Provided passage:
★ ★ ★ ★ ★
Charles VII or Carl (Swedish: Karl Sverkersson; c. 1130 – 12 April 1167) was ruler of Götaland, and then King of Sweden from c. 1161 to 1167, when he was assassinated in a military attack by  Knut Eriksson who succeeded him as Canute I.

He is the first historically known king of Sweden by the name of Charles, but use of the ordinal VII is widespread.

Pretender to the throne
Charles was the son of Sverker I, who was assassinated in December 1156. A pretender from another family, Eric IX (whom later generations dubbed martyr and saint), ruled over parts of Sweden in the following years. However, Charles was chosen king by the people of Östergötland in c. 1158, apparently in opposition to Eric. A letter from pope Hadrianus IV (d. 1159) knows him as ruler of regnum Gothorum although Eric is known to have held power in Västergötland. It is claimed in a late medieval chronicle that Eric's murder by minions of their rival Magnus Henriksson in 1160 was also backed by Charles.

Magnus Henriksson had a brief reign after killing Eric, but was himself killed by Charles in 1161 in a battle in Örebro. After the fall of Magnus, Charles received general recognition in Sweden as king. In fact he is the first Swedish ruler to be expressly titled rex Sweorum et Gothorum (King of the Swedes and Götar) in a papal letter from 1164.

Reign
The brief reign of Charles is important from a number of aspects. The early medieval Swedish kingdom resembled a network of shifting aristocratic alliances rather than a state, but during the second half of the 12th century it slowly began to converge with the Catholic-European state model. It was during his time that the Archbishop of Uppsala was established, although Sweden was still ecclesiastically subordinated to the Danish archbishop in Lund. After a request by the king, his jarl Ulf, and the Swedish bishops, the pope appointed Stefan, a former monk in Alvastra Abbey, as the first archbishop. Shortly afterwards, the people of Värend at the border to Denmark offered money to the king if he supported the installation of a particular bishop in Växjö. Charles is also known to have donated land and privileges to Vreta Abbey and Nydala Abbey. The donations suggest that his main interests lay in the provinces of Östergötland and Småland, while the provinces around Lake Mälaren may have been supervised by Ulf Jarl. The first known non-epigraphic document was issued in his time, which also contains the earliest known royal seal.

Swedish relations with the Russian lands had been quite good up to the early 12th century. However, this changed into a state of intermittent hostility during the 12th century. The chronicles of Novgorod relate a sea-borne Swedish invasion in 1164. The invading forces attacked Ladoga, which however received Novgorodian relief forces after five days. The Swedes were thoroughly beaten outside Ladoga on 28 May and lost 43 out of 55 boats. The remnants withdrew.
★ ★ ★ ★ ★
Exercise a: Report every line of the entries that contains the word "concrete", copying each line in full.
The entries that come next are unrelated to the passage on Charles VII.
★ ★ ★ ★ ★
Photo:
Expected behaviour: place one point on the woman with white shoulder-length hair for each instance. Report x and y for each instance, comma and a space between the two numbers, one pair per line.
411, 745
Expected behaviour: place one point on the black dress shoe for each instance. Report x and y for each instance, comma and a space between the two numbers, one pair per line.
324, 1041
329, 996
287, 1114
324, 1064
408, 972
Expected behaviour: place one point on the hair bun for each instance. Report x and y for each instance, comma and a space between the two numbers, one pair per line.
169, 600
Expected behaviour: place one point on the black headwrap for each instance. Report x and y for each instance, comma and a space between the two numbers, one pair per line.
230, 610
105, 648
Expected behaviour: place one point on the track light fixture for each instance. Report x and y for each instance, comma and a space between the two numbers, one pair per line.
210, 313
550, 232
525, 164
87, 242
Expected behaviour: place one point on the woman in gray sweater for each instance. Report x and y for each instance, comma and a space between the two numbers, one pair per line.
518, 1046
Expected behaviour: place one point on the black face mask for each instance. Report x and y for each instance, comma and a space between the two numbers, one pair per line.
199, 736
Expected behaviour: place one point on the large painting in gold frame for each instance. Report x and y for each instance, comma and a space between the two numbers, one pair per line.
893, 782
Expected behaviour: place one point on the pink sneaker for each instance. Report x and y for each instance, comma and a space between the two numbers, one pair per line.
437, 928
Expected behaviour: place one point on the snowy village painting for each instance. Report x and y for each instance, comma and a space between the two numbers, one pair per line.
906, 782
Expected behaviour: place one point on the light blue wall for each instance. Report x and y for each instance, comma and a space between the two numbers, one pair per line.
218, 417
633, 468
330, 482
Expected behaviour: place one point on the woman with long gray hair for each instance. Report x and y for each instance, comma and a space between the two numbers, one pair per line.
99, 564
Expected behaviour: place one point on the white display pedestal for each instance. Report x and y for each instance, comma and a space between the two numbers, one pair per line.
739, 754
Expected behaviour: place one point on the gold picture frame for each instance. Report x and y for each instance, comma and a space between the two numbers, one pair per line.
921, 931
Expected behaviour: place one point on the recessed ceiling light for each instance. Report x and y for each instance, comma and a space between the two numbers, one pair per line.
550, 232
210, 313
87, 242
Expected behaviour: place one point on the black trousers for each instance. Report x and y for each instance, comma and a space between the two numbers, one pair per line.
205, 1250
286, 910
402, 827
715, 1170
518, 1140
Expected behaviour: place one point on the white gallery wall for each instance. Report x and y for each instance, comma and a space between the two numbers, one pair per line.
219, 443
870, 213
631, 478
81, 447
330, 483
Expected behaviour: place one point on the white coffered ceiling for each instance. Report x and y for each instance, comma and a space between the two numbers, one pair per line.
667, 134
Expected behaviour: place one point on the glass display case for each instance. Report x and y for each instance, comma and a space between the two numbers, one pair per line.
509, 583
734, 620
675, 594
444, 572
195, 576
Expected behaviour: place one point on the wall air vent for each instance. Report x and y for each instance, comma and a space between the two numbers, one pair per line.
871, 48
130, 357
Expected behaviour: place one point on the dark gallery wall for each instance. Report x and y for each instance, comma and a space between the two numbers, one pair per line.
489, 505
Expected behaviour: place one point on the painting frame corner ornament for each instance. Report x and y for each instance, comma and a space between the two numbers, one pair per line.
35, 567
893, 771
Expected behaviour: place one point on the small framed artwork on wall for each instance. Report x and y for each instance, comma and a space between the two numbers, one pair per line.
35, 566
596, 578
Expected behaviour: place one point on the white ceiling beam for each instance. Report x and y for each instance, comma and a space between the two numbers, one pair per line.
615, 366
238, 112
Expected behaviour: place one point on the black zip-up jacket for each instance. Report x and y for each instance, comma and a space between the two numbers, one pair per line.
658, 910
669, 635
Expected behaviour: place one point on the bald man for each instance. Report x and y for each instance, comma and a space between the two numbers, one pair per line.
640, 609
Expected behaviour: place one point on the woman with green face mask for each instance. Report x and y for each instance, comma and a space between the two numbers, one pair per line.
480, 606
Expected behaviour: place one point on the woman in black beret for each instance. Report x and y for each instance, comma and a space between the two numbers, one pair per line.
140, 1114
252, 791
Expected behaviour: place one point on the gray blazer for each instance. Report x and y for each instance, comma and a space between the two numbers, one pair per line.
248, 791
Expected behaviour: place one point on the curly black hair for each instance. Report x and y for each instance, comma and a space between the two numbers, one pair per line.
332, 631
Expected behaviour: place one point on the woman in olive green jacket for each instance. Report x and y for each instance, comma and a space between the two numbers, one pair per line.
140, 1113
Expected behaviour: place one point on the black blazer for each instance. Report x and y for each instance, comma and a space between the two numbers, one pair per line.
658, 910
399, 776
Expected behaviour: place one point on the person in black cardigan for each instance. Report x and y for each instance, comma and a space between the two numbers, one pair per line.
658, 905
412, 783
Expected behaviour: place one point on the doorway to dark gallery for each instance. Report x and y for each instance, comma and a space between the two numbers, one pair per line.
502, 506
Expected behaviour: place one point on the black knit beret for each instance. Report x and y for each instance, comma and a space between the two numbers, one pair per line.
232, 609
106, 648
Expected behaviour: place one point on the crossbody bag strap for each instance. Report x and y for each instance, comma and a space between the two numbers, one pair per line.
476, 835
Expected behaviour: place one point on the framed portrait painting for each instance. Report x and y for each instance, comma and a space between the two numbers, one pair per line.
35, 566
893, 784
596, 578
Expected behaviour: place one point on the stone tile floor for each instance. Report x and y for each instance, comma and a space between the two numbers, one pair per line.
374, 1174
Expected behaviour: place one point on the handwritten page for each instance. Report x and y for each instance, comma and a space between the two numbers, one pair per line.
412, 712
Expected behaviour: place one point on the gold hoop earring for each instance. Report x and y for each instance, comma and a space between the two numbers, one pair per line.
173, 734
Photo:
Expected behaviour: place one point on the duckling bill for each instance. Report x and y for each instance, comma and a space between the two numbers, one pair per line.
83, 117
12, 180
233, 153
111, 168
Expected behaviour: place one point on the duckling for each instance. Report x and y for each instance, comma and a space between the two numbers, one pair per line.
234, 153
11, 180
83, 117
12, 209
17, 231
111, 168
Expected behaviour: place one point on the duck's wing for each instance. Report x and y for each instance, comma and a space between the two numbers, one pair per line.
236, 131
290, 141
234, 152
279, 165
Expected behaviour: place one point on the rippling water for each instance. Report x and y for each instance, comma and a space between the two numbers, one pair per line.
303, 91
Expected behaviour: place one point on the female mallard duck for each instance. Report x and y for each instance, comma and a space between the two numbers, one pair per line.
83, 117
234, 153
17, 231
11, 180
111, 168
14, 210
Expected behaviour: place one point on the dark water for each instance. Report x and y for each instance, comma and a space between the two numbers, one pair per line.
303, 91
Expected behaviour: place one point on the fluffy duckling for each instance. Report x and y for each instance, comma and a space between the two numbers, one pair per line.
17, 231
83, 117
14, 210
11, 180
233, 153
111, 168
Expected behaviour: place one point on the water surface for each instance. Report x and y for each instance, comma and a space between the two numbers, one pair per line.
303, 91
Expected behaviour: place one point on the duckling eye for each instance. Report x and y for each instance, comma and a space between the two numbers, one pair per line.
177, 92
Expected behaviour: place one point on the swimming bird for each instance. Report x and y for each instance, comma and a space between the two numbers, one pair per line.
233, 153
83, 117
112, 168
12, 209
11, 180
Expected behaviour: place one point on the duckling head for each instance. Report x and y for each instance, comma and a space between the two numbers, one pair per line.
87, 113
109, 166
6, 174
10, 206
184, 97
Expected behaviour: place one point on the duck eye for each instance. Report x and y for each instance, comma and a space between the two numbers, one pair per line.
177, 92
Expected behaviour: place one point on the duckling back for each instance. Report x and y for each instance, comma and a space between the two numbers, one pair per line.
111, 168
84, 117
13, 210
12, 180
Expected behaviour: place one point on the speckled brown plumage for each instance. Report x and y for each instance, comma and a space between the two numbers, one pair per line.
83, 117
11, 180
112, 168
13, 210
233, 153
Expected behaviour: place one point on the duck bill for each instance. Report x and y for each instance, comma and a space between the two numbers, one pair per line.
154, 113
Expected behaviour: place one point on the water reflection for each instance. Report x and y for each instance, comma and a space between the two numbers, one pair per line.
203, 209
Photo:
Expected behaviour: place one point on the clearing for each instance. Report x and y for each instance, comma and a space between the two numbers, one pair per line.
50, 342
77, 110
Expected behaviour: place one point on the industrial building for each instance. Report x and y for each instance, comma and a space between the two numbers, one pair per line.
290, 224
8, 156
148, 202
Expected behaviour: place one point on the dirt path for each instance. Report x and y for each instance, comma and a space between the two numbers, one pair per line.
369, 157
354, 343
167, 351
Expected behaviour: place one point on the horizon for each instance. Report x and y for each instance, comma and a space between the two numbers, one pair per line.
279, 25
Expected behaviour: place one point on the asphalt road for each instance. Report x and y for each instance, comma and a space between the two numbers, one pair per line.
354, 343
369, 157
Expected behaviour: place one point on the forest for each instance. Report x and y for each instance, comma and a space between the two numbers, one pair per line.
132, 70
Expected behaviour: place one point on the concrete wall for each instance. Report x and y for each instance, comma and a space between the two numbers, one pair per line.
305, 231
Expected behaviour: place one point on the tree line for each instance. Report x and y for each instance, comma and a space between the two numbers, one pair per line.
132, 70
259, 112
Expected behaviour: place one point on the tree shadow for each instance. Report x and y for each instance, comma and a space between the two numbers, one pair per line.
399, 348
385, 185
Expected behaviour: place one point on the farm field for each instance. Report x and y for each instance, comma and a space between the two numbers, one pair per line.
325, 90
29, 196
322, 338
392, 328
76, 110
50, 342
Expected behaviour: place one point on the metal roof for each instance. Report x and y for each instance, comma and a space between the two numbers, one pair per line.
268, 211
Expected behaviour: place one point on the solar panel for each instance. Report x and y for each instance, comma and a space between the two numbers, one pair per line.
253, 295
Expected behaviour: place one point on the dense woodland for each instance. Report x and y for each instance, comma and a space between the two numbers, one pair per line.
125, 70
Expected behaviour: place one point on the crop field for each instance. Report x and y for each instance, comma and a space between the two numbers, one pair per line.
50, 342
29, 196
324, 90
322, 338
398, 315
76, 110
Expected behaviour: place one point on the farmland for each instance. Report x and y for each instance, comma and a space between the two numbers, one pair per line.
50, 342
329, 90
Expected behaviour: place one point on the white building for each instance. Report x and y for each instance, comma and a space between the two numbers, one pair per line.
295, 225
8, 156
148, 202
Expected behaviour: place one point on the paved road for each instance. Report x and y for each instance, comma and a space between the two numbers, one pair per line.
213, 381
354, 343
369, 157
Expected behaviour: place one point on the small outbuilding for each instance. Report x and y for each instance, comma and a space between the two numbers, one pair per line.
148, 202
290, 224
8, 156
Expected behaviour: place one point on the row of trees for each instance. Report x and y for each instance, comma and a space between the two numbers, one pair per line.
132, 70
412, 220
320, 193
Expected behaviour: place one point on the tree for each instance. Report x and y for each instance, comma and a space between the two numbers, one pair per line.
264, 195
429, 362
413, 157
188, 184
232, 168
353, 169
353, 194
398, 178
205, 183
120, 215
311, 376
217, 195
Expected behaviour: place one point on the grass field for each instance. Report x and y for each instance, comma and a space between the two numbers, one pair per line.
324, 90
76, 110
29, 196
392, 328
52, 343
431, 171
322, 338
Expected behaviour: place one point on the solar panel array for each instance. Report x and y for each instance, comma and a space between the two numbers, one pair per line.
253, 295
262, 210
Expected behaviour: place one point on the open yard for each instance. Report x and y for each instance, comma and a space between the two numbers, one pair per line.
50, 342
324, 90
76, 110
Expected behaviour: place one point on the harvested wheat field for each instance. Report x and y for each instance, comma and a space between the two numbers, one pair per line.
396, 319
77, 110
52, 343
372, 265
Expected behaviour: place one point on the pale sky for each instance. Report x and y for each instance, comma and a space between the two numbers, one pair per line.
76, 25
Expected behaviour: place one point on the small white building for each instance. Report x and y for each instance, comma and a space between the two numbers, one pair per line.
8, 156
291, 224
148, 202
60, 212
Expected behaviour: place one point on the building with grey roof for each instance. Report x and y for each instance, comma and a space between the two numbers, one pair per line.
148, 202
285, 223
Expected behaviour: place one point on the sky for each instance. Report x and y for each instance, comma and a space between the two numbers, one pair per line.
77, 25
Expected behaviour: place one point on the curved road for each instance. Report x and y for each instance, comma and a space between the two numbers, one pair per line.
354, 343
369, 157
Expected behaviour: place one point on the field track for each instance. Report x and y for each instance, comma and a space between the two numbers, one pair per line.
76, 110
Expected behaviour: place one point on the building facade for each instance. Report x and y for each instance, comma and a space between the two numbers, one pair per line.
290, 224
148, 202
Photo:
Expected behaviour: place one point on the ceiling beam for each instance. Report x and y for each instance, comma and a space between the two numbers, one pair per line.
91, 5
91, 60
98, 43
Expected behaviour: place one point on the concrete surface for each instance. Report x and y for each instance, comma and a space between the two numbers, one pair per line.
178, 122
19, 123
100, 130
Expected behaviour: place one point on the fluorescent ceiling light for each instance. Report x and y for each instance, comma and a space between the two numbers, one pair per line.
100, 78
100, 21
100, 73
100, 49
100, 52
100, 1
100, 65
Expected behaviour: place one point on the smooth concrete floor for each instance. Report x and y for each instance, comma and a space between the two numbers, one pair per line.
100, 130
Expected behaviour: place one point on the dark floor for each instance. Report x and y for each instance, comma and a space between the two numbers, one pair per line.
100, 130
★ ★ ★ ★ ★
Exercise b: Pick up the passage on Charles VII where it stops and continue it.

Reply a:
Expected behaviour: place one point on the concrete wall for each instance. Report x and y for each instance, comma and a space between the two numbers, one pair per line.
Expected behaviour: place one point on the concrete surface for each instance. Report x and y for each instance, comma and a space between the two numbers, one pair per line.
Expected behaviour: place one point on the smooth concrete floor for each instance. Report x and y for each instance, comma and a space between the two numbers, one pair per line.

Reply b:
Assassination
In the spring of 1167, King Charles was killed on the island of Visingsö by supporters of Knut Eriksson, head of the rival Eric dynasty. "But his son Sverker was carried to Denmark in the lap, and his journey was miserable." Knut usurped the throne. Charles was buried in Alvastra monastery. Like the other kings of the House of Sverker, he is lauded by the short chronicle in the Law of Västergötland: "He owed his dignity to his good father. He ruled Sweden with wisdom and goodness."

Starting from Charles' death, his kinsmen (half-brothers or possibly nephews) Burislev and Kol together opposed Canute's kingship and were rival kings, recognized in some Gothic parts of Sweden; but the last of them was killed in about 1172–1173, after which Canute's government got recognized overall.

Family 
Charles' wife was Christina Hvide, a Danish lady, daughter of Stig Hvitaleder, a Seelander magnate, and his wife who was sister of Valdemar I of Denmark.

Their sole historically attested child was Sverker Karlsson, a young boy when Charles died, and who later was elected King Sverker II of Sweden (1195–1208/10) after the death of Charles's rival king Canute I.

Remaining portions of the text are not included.